→ **REQUIRED WORK**: Continue the article on global mobility after COVID-19, starting after its last sentence.

→ **PROVIDED PASSAGE**:
As we’ve journeyed through the COVID-19 Curve, we’ve illustrated how and why your organization must adapt to changes in employee and business needs, and the importance of preparing for the changing landscape of the future of global mobility. COVID-19 has truly defined a new workforce reality with global mobility as a central player.
As organizations continue to adapt to a “new normal”, the role global mobility plays in the organization is expanding to encompass new working arrangements, including, in many cases, a shift to a Work Anywhere environment. The adoption of key learnings from the COVID-19 Curve is critical to remain agile and adaptable during this transformation. These key learnings should also ave provided global mobility with business context, broader data sets, and better predictive analytics allowing you to forecast change more quickly and be a change agent within your organization.
If we’ve learned one thing from COVID-19, it’s that change is constant and that organizations continue to require fluidity in operations to meet changing needs, especially as we learn more about Coronavirus and its economic and social impacts. This means that the journey you’ve been on continues. The tools you’ve gathered and experiences you’ve had during the COVID-19 Curve better prepare you to take on new challenges as they arise and to reflect on what improvements and changes must be made to position your Global Mobility program for the future.

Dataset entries
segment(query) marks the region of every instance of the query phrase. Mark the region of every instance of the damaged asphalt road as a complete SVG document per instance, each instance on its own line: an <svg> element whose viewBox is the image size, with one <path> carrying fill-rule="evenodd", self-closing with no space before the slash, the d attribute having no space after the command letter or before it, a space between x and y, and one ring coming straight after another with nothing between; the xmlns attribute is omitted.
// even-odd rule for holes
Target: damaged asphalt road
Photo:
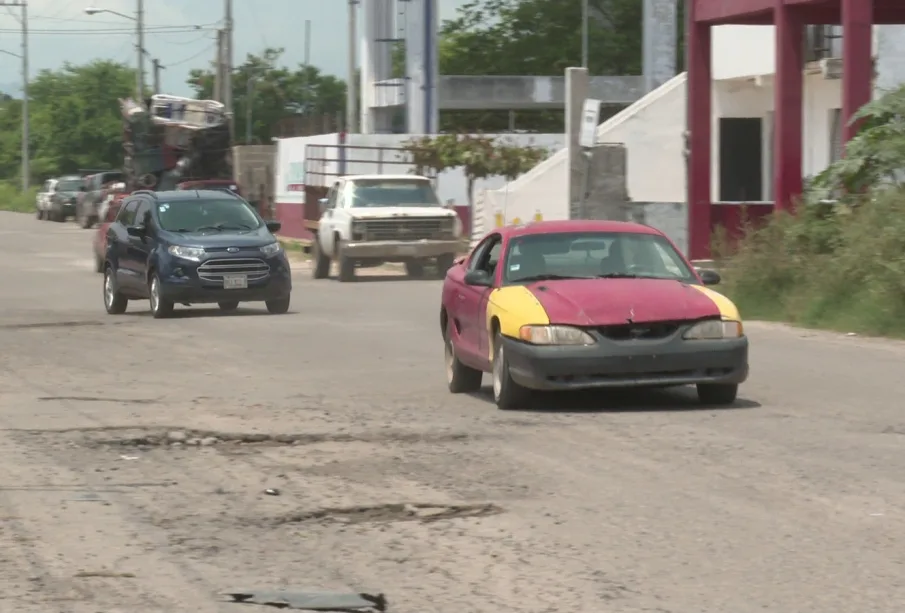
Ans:
<svg viewBox="0 0 905 613"><path fill-rule="evenodd" d="M734 409L502 413L446 391L436 281L110 317L90 232L0 228L0 611L264 611L228 594L299 585L400 613L905 602L901 343L751 324Z"/></svg>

→ **YOUR RESPONSE**:
As we’ve noted, the journey through COVID-19 has truly been about transformation and how you react and adapt to those changes over time. Whether working to support employees through the emotional, psychological, and physical struggles related to the virus, or empowering your employees and business to succeed, the COVID-19 Curve includes key takeaways that you can apply to any transformational or change-focused opportunity.
Learning and adapting, especially within global mobility, are essential to ongoing success, not actions to be done only when necessary. An adaptable, flexible attitude, and being comfortable with the uncomfortable, allows you to search out new perspectives and drive change. In many cases, this search for knowledge and ongoing validation is based on simple, organizationally-minded questions such as:
As you emerge into the New Reality with new validated information and a fresh look at your analytics, you should continue to observe, validate, and update global mobility’s strategic goals and value within the organization. This includes how to better structure mobility and cross-functional teams, how to provide strategic insight, and how to strengthen mobility’s impact and focus as many organizations move to more flexible working arrangements or a Work Anywhere environment. These observations will assist you in answering the above questions ultimately leading to mobility’s long-term success and ability to emphasize current needs while transitioning and proactively adapting to future needs.
In our last checklist, we have decided to focus on key areas of introspection for global mobility teams. The information here is critical to making sound decisions about the future but relies on the information you’ve gathered throughout your response to the COVID-19 Curve.
The checklist allows you to take a current and future look at your program identifying where you are today as well as where you want to take your organization. We suggest downloading the pdf and marking where you’d like to be in the next 12-24 months. This exercise can be done alone, or better yet, with the Global Mobility team together. Once completed, feel free to share this information with your KPMG team to learn about how we can assist you in your journey.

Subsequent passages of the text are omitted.